## How to complete this task
The word "building" occurs in some lines of the data. Return each such line.

## Listed records

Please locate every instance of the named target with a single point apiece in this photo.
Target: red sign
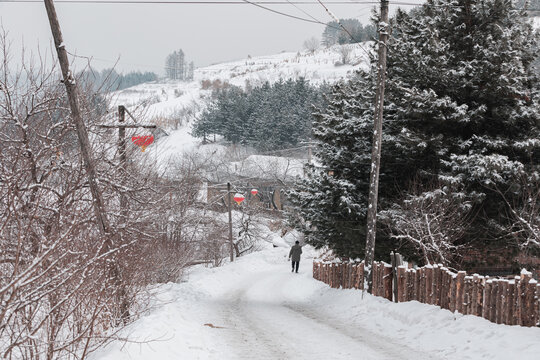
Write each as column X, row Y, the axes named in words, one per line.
column 142, row 140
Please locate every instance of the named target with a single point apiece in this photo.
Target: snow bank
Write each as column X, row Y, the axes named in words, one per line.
column 202, row 319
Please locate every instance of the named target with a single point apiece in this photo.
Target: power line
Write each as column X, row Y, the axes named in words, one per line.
column 189, row 2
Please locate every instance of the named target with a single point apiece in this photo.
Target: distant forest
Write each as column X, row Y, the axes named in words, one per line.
column 110, row 80
column 356, row 32
column 269, row 117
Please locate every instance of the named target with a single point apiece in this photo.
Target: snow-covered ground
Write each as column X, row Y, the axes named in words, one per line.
column 163, row 101
column 167, row 97
column 255, row 308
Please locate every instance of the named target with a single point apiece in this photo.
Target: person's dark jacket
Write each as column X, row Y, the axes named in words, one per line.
column 295, row 252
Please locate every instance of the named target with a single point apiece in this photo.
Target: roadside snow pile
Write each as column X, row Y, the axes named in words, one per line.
column 255, row 308
column 269, row 167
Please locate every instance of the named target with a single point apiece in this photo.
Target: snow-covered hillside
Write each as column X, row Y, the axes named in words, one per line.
column 167, row 97
column 173, row 105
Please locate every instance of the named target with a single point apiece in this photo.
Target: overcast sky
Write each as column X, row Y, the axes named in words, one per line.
column 142, row 35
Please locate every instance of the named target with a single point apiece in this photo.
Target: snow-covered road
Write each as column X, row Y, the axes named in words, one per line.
column 256, row 309
column 263, row 324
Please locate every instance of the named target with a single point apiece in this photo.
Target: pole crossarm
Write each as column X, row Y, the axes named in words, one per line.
column 126, row 126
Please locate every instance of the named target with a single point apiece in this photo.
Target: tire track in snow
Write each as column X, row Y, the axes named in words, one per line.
column 379, row 343
column 264, row 326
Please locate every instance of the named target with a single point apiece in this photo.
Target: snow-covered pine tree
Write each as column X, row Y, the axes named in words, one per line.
column 465, row 102
column 330, row 203
column 461, row 112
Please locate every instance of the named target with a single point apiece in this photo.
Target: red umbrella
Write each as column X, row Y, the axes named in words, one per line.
column 238, row 198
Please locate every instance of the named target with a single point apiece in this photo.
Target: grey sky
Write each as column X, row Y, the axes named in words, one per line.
column 142, row 35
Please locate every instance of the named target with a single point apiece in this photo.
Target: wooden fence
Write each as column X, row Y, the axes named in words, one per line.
column 502, row 301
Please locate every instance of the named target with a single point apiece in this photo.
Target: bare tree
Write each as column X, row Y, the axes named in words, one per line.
column 311, row 44
column 523, row 211
column 344, row 52
column 59, row 298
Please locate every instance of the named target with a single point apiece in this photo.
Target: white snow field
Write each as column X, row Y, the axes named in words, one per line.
column 157, row 102
column 255, row 308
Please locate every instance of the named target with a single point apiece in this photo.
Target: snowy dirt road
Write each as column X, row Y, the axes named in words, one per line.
column 262, row 324
column 256, row 308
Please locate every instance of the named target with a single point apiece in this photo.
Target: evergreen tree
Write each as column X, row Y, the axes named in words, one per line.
column 464, row 101
column 331, row 200
column 268, row 117
column 461, row 112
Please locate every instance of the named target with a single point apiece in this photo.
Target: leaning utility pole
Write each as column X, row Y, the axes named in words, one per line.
column 230, row 220
column 71, row 89
column 121, row 126
column 377, row 139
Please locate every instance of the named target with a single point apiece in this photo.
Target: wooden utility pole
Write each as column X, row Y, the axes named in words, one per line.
column 123, row 161
column 86, row 152
column 230, row 220
column 121, row 126
column 377, row 139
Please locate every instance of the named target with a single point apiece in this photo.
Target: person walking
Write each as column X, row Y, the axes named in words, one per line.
column 294, row 254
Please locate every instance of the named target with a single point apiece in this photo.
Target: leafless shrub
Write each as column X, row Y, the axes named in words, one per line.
column 431, row 219
column 63, row 291
column 523, row 210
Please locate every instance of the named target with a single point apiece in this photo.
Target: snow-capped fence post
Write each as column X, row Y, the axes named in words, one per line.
column 410, row 276
column 374, row 279
column 453, row 293
column 501, row 303
column 445, row 289
column 401, row 283
column 487, row 299
column 510, row 303
column 527, row 298
column 467, row 295
column 493, row 301
column 360, row 280
column 537, row 306
column 460, row 287
column 429, row 285
column 514, row 302
column 388, row 280
column 437, row 285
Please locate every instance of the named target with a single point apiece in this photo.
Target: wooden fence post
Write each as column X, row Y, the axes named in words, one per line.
column 452, row 291
column 438, row 284
column 388, row 280
column 467, row 295
column 487, row 299
column 401, row 283
column 460, row 287
column 493, row 301
column 502, row 302
column 527, row 299
column 429, row 285
column 510, row 302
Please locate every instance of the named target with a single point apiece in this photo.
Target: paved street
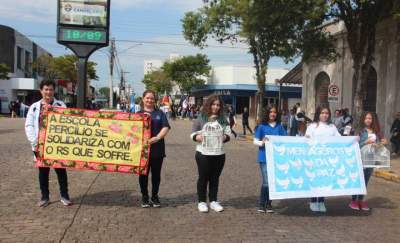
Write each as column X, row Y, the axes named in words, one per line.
column 107, row 206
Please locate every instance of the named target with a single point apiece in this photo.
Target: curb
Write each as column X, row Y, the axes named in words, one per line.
column 249, row 138
column 387, row 175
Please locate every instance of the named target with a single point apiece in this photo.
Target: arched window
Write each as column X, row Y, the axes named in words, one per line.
column 371, row 91
column 322, row 82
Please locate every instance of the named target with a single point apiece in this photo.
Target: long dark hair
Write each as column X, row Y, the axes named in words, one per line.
column 206, row 109
column 267, row 111
column 375, row 126
column 318, row 113
column 149, row 92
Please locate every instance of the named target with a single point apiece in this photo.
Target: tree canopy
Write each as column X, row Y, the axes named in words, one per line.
column 270, row 28
column 361, row 18
column 158, row 81
column 62, row 67
column 188, row 72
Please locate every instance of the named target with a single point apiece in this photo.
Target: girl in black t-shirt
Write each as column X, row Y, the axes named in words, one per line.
column 159, row 129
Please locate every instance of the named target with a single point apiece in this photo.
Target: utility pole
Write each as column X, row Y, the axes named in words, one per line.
column 112, row 57
column 123, row 88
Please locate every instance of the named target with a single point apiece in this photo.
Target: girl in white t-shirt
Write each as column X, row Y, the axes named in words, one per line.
column 321, row 127
column 369, row 134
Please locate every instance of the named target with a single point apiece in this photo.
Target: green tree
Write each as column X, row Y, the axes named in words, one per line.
column 158, row 81
column 4, row 70
column 360, row 18
column 280, row 28
column 62, row 67
column 105, row 91
column 188, row 72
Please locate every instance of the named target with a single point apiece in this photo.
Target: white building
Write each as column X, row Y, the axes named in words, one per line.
column 18, row 53
column 238, row 86
column 382, row 91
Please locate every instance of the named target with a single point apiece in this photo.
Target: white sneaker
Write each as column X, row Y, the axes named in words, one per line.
column 214, row 205
column 321, row 207
column 202, row 206
column 314, row 207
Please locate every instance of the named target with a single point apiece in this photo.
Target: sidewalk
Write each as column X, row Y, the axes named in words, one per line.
column 392, row 173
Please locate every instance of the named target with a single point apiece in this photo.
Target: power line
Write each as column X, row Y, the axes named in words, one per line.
column 151, row 42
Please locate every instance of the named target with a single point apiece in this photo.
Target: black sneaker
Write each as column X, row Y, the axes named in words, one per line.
column 261, row 209
column 269, row 209
column 44, row 202
column 155, row 201
column 145, row 202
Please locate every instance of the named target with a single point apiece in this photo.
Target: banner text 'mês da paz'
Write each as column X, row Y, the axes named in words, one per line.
column 93, row 139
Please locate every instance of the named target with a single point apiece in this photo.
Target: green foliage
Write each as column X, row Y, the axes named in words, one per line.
column 62, row 67
column 4, row 70
column 361, row 18
column 271, row 28
column 188, row 72
column 158, row 81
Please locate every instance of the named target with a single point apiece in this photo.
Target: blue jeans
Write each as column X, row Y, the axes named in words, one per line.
column 264, row 193
column 367, row 176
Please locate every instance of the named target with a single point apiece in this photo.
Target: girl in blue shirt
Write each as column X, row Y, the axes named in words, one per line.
column 270, row 125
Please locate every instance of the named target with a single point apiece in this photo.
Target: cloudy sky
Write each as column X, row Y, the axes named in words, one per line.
column 156, row 24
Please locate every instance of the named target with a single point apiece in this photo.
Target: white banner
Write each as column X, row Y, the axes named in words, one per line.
column 300, row 167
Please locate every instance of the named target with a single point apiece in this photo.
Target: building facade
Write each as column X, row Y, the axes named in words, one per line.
column 19, row 53
column 382, row 96
column 238, row 87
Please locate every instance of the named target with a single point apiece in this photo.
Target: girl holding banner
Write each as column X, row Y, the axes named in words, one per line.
column 159, row 129
column 210, row 130
column 369, row 134
column 270, row 125
column 321, row 127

## Written answer
Target: white building
Target: building facade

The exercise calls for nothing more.